** Start EXCERPT **

A drug enforcement badge owned by Elvis Presley is heading for sale next month, as part of huge auction of memorabilia at his former Graceland home.

The badge is expected to sell for more than $10,000 during the auction on August 13, during a week of special events in Memphis commemorating his passing.

Throughout his life Elvis had a fascination with law enforcement, and was known to spend hours talking with police officers whenever he met with them during his extensive U.S tours.

He was made an honorary member of dozens of forces across the country, and began to assemble a large collection of police badges, many of which remain on display at Graceland.

But Elvis’ passion went a step further, and he acquired a police scanner, a radio and a flashing blue light for his car.

He was known to patrol the street of Memphis, occasionally pulling over speeding motorists and flashing them his police badge, before presenting them with an autograph and driving off – much to their bemusement.

Elvis received the FDA Bureau of Drug Abuse Control badge from an agent in 1970, and later gave it to his friend and bodyguard Sonny West.

** End EXCERPT **

• **REQUIRED TASK 1**
According to the Elvis badge excerpt, to whom did Elvis give the FDA Bureau of Drug Abuse Control badge?
• **REQUIRED TASK 2**
Set down the portion of the Elvis badge excerpt starting with "He was known" and going on through "bodyguard Sonny West.".
• **REQUIRED TASK 3**
List each piece of equipment that the Elvis badge excerpt says Elvis acquired when his passion for law enforcement "went a step further."

** Start PROVIDED DATA **

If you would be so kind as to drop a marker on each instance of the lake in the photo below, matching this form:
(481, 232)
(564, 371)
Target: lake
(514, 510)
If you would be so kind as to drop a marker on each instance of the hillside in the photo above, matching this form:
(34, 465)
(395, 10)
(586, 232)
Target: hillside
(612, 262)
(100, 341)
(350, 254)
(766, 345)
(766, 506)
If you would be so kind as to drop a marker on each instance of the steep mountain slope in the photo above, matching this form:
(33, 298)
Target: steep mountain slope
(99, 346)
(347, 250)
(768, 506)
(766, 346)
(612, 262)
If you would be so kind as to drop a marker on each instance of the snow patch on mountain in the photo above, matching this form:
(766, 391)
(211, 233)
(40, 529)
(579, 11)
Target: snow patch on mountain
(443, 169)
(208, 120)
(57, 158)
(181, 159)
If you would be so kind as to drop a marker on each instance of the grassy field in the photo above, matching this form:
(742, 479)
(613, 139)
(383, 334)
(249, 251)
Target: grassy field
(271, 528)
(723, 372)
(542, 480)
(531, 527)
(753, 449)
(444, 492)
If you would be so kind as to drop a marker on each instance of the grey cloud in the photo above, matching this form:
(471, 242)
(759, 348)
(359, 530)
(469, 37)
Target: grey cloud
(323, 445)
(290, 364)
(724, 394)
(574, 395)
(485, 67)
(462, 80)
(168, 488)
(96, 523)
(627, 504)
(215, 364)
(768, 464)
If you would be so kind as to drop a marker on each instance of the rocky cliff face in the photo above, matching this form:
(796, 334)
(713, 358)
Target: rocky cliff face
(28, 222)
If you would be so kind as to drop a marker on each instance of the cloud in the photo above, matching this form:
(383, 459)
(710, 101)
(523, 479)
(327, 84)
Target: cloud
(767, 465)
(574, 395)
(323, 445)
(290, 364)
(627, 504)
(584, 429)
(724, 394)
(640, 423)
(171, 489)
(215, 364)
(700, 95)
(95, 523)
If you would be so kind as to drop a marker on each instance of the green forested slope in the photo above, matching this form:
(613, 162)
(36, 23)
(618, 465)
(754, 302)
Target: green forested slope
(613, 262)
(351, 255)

** End PROVIDED DATA **
** Start PROVIDED DATA **

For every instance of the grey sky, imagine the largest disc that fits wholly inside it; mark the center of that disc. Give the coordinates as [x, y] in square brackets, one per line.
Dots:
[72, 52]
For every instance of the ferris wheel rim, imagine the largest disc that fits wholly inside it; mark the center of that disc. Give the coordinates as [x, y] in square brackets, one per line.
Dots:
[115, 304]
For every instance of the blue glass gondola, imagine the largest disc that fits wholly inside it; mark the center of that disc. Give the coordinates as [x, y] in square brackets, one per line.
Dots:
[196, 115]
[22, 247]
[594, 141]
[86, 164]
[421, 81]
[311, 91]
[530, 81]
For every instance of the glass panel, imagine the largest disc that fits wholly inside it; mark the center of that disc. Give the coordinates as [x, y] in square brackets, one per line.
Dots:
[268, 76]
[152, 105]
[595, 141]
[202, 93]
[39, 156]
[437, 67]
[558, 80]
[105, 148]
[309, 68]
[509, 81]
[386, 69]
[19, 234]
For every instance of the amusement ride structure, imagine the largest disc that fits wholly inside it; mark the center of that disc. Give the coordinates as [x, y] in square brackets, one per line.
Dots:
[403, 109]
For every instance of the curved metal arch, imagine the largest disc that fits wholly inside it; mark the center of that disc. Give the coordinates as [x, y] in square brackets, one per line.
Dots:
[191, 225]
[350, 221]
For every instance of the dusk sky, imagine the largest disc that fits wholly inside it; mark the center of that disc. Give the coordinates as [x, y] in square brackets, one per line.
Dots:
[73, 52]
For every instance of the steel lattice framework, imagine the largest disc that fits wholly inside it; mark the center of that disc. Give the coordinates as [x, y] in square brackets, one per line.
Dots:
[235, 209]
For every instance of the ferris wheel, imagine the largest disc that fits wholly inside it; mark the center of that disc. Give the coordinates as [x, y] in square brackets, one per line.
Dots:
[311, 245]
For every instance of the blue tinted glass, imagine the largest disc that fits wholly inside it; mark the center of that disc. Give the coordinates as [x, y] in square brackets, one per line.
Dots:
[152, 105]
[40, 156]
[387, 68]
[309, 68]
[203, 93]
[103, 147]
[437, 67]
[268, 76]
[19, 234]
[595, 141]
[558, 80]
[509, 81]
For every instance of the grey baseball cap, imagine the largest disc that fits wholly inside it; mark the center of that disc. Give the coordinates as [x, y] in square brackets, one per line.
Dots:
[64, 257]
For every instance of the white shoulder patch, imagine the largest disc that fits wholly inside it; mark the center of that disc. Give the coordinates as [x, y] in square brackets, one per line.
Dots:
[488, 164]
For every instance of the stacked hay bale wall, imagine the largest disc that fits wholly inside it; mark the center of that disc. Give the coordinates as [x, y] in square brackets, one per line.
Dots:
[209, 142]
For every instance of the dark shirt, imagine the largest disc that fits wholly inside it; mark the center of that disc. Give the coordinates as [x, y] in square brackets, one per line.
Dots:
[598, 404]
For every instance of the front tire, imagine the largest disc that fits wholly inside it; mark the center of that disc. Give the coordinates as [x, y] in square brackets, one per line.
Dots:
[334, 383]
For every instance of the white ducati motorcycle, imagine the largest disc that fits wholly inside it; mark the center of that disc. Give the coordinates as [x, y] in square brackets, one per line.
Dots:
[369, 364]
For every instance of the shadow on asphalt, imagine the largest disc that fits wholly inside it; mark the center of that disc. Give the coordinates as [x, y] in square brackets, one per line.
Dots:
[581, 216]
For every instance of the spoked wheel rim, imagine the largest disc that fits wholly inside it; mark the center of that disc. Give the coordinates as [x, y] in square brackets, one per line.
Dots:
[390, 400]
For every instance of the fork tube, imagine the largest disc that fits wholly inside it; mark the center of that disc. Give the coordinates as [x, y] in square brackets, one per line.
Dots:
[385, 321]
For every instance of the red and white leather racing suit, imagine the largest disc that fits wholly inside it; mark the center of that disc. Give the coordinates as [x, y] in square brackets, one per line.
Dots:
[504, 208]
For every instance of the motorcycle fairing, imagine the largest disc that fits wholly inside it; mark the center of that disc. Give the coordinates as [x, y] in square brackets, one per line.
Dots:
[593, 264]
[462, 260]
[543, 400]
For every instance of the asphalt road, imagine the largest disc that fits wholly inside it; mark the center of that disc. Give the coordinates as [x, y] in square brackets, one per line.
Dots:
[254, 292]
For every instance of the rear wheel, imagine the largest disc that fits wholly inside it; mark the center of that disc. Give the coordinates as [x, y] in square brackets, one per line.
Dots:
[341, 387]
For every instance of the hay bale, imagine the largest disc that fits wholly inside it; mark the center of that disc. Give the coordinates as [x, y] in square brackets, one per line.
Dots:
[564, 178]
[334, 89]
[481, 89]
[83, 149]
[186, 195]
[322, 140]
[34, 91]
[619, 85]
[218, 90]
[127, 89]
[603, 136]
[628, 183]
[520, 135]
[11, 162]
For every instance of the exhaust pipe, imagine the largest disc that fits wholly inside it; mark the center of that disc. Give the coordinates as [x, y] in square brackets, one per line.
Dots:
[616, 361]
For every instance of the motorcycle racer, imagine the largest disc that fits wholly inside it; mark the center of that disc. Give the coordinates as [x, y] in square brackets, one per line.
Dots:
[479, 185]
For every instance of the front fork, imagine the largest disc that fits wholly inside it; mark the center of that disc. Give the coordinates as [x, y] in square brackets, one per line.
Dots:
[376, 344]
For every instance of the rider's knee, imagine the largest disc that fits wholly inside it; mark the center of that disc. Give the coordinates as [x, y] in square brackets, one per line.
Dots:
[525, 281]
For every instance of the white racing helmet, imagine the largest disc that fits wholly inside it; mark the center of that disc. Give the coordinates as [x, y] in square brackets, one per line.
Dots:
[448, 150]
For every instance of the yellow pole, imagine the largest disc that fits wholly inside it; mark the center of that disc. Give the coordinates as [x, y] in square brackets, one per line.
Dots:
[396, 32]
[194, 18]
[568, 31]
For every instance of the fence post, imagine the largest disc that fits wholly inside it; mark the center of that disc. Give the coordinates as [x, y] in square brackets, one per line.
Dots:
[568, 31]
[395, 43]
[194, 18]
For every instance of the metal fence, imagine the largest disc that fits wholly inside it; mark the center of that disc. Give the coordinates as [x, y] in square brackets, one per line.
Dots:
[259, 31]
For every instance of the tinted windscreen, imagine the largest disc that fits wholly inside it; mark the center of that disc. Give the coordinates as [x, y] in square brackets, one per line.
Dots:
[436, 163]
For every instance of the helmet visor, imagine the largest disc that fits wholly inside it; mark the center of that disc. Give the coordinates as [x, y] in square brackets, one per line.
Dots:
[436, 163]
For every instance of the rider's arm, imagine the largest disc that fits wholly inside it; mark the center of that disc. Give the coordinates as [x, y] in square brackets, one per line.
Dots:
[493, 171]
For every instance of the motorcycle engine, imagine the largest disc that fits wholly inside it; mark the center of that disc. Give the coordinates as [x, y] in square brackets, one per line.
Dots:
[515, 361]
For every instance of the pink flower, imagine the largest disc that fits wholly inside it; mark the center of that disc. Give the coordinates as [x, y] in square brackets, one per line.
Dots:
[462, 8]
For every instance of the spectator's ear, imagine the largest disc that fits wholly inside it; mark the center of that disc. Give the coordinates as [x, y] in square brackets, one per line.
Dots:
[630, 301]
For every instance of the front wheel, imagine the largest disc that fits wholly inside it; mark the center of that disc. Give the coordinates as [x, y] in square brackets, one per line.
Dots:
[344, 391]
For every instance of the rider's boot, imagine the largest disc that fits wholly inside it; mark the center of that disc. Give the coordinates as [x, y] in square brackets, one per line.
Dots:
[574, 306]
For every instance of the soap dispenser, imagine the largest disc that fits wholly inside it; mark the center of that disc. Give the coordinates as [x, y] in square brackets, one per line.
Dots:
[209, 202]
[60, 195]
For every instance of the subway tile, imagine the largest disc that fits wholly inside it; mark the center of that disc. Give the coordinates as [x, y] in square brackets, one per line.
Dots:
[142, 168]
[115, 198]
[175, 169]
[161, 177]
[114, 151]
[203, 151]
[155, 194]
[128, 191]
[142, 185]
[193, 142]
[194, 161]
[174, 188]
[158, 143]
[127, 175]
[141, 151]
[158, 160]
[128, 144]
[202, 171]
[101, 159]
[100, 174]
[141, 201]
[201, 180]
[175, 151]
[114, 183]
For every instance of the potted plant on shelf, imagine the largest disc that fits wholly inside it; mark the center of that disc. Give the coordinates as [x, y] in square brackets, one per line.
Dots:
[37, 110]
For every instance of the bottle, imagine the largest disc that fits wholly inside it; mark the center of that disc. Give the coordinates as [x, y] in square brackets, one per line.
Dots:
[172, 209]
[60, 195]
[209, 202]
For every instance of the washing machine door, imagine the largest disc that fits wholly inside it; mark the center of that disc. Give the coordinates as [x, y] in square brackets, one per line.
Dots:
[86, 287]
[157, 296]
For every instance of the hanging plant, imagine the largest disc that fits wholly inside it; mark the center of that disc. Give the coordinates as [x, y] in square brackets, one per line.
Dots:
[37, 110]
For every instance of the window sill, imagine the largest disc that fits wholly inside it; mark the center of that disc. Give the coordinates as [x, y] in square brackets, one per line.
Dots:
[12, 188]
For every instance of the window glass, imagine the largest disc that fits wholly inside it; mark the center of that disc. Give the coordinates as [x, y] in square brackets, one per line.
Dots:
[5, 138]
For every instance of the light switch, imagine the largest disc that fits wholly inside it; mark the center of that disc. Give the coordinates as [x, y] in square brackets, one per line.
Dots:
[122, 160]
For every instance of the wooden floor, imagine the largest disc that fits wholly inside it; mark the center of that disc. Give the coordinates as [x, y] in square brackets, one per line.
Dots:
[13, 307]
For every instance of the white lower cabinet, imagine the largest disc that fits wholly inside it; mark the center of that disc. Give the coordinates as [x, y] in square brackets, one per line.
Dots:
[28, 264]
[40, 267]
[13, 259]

** End PROVIDED DATA **

• **RESPONSE 1**
His friend and bodyguard Sonny West.

• **RESPONSE 2**
He was known to patrol the street of Memphis, occasionally pulling over speeding motorists and flashing them his police badge, before presenting them with an autograph and driving off – much to their bemusement.

Elvis received the FDA Bureau of Drug Abuse Control badge from an agent in 1970, and later gave it to his friend and bodyguard Sonny West.

• **RESPONSE 3**
A police scanner, a radio, and a flashing blue light for his car.